Dataset items:
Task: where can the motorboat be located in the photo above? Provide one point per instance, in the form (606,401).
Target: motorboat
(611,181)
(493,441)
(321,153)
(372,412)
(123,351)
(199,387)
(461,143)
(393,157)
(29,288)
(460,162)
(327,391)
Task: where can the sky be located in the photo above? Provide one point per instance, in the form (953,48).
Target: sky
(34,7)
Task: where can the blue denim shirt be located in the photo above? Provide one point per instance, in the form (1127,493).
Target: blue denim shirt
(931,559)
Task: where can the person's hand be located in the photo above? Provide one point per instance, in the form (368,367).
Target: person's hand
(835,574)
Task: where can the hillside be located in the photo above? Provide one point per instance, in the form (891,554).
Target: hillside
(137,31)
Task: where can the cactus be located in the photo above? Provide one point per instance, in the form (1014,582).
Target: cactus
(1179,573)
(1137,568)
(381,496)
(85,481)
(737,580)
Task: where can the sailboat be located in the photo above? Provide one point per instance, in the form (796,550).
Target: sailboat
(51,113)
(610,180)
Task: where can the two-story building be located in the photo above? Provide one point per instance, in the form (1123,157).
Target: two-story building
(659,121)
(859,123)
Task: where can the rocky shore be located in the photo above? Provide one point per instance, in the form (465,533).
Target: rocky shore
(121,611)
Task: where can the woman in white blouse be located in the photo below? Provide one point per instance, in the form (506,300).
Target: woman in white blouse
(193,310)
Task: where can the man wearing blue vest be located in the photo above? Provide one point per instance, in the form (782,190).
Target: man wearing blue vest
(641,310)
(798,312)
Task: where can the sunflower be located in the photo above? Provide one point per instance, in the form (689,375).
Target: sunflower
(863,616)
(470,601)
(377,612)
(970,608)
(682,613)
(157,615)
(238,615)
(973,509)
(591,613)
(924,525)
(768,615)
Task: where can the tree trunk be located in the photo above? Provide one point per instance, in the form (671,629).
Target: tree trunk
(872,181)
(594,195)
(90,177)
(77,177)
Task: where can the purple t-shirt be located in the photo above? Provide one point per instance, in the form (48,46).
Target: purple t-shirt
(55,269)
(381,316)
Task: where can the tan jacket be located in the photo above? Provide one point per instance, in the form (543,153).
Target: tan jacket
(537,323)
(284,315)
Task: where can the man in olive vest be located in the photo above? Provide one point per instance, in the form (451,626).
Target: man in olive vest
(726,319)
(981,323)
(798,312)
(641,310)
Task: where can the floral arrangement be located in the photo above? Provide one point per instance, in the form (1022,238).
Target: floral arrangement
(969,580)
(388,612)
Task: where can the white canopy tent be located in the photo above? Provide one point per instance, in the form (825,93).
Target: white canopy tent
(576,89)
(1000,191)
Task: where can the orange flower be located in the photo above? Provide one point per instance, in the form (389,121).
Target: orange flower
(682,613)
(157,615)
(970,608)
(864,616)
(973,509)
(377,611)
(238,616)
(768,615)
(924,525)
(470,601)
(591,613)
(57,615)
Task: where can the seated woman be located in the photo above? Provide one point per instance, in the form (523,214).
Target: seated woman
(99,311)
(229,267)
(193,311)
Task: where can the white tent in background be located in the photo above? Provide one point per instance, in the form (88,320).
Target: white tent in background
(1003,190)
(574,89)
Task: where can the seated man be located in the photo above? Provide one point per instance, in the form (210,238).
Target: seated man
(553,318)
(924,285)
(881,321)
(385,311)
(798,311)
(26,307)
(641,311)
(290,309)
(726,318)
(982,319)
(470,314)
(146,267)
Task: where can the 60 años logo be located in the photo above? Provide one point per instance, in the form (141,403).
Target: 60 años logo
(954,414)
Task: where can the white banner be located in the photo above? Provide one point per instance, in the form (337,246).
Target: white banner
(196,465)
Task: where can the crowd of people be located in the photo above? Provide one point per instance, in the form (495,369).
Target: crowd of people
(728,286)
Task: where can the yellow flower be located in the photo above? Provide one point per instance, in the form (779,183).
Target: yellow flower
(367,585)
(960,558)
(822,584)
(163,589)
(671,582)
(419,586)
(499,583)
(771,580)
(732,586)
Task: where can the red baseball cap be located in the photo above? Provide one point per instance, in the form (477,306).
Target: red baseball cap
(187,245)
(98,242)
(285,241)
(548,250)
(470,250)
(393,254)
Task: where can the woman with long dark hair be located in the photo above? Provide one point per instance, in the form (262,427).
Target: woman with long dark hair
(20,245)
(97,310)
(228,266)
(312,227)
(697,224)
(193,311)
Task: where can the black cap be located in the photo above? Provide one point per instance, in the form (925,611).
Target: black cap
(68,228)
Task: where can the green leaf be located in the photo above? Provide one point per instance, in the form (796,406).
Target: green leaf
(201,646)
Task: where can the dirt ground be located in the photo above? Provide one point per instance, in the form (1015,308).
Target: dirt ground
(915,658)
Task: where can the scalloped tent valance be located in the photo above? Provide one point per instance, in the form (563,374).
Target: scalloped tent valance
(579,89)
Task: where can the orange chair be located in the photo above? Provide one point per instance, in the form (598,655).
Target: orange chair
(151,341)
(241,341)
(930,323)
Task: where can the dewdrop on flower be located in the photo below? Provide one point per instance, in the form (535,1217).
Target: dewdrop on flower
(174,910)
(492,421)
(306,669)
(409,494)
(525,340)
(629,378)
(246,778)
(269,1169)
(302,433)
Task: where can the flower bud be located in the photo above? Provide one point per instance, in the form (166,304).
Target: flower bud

WORK REQUIRED: Print every row above again, word for word, without changing anything.

SOLVED PROBLEM:
Task: where can the motorboat be located in the photo above? Provide one point per instance, in the form (606,401).
Target: motorboat
(611,181)
(493,441)
(321,153)
(372,412)
(123,351)
(199,387)
(461,143)
(393,157)
(29,288)
(460,162)
(327,391)
Task: where can the sky be located in the photo above? Provide one point per instance, in the form (953,48).
Target: sky
(34,7)
Task: where can the blue denim shirt be located in the photo above? Provide one point per instance, in the form (1127,493).
Target: blue denim shirt
(931,559)
Task: where can the person's hand be located in the photo above? Provide one point per instance, in the form (368,367).
Target: person's hand
(835,574)
Task: where can the hillside be located in the photo above? Provide one point per instance, in the form (891,554).
Target: hillside
(137,31)
Task: where can the cactus be located in the photo above? Provide one point per instance, in the form (1014,582).
Target: cactus
(1179,573)
(1137,568)
(381,496)
(85,481)
(737,580)
Task: where can the sailboat be located in the photo above? Provide one point per instance, in the form (796,550).
Target: sailboat
(51,113)
(610,180)
Task: where can the two-story building be located in the photo above? Provide one point per instance, in the form (1123,157).
Target: two-story building
(659,121)
(859,123)
Task: where can the rocky shore be located in the photo above? Provide one point per instance, in the form (465,533).
Target: rocky shore
(121,611)
Task: where can the woman in white blouse be located in the photo below? Provide one point per instance, in the form (506,300).
Target: woman in white blouse
(193,310)
Task: where can the man wearing blue vest be located in the photo above? Provide one point per instance, in the form (782,190).
Target: man wearing blue vest
(641,310)
(798,312)
Task: where can the sunflower be located in the photo above? Provide one point per instance, in the form (689,375).
Target: sunflower
(863,616)
(470,601)
(377,612)
(970,608)
(682,613)
(157,615)
(238,615)
(973,509)
(591,613)
(924,525)
(768,615)
Task: where can the tree trunk be located in the photo above? Provide one point per instance, in the form (671,629).
Target: tree trunk
(872,181)
(594,195)
(90,177)
(77,177)
Task: where can the purple t-shirt be located in the photo above? Provide one point per instance, in the form (48,46).
Target: purple t-shirt
(55,269)
(381,316)
Task: where can the tan jacket be located in the photo above? Provide one point per instance, in the form (543,153).
Target: tan jacket
(537,323)
(284,315)
Task: where can the man in olive vest be located in the photo above? Provide one point per instance, in the form (451,626).
Target: man in olive vest
(726,319)
(981,323)
(798,312)
(641,310)
Task: where can the floral arrangement be located in the photo above? Provide one point per instance, in the form (1022,238).
Target: floral arrangement
(969,580)
(388,612)
Task: where can the white canopy tent be located in the photo above? Provide one point per instance, in the form (825,93).
Target: white canopy tent
(576,89)
(1000,191)
Task: where can the orange flower be located in the photo above? Provide one point per instance, in the form (389,121).
Target: orange flower
(682,613)
(157,615)
(970,608)
(864,616)
(973,509)
(377,611)
(238,616)
(768,615)
(924,525)
(470,601)
(591,613)
(57,615)
Task: where can the seated woman be located in the photo above? Provide one point per instance, in the form (523,214).
Target: seated woman
(99,311)
(229,267)
(193,311)
Task: where can the white tent in background be located in the photo above? Provide one point per instance, in the form (88,320).
Target: white tent in background
(1003,190)
(574,89)
Task: where can the seated man be located in the photo above? Provide one point per instance, in the form (210,238).
Target: seated man
(553,318)
(924,285)
(881,321)
(385,311)
(798,311)
(26,307)
(641,311)
(290,309)
(726,318)
(982,319)
(470,314)
(146,267)
Task: where can the 60 años logo be located in the photo above? Provide one point per instance, in the form (141,403).
Target: 60 años logo
(954,414)
Task: where can the white banner be located in the photo above? Provide one point per instance, in the form (337,246).
Target: white banner
(196,465)
Task: where can the crowd of people be located in the photo above? Provide one point per instance, in the form (495,369).
Target: crowd of people
(728,286)
Task: where can the yellow flower be located in the photo above? Provide one point per instance, in the form (779,183).
Target: yellow flower
(367,585)
(960,558)
(822,584)
(163,589)
(671,582)
(419,586)
(499,583)
(771,580)
(732,586)
Task: where can the red baseball cap be located in the photo above? Provide one point per instance, in the form (477,306).
Target: red baseball cap
(187,245)
(98,242)
(285,241)
(548,250)
(470,250)
(393,254)
Task: where can the woman with long dark hair be located in the photo above? Provide one point per instance, in the form (262,427).
Target: woman with long dark hair
(20,245)
(97,310)
(228,266)
(312,227)
(697,224)
(193,311)
Task: where can the black cap be located in the photo above? Provide one point per instance, in the form (925,611).
Target: black cap
(68,228)
Task: where can the green leaf be located in the photo above? Provide one point per instance, in the form (796,406).
Target: green leaf
(201,646)
Task: where can the dirt ground be located in the photo above? Provide one point per instance, in the form (1015,308).
Target: dirt ground
(915,658)
Task: where can the scalloped tent valance be located in the photo above? Provide one point per instance, in the form (563,374).
Target: scalloped tent valance
(579,89)
Task: where can the orange chair be located in the photo above? Provide one point per instance, in the form (598,655).
Target: orange chair
(151,341)
(241,341)
(930,323)
Task: where can the dewdrop on flower be located in the photo below? Provide one point per instance, in the form (535,1217).
Target: dewdrop on flower
(174,910)
(492,421)
(306,669)
(409,494)
(525,340)
(629,378)
(246,778)
(269,1169)
(302,433)
Task: where can the flower bud be located in the photo above? Provide one point per instance, in the form (166,304).
Target: flower bud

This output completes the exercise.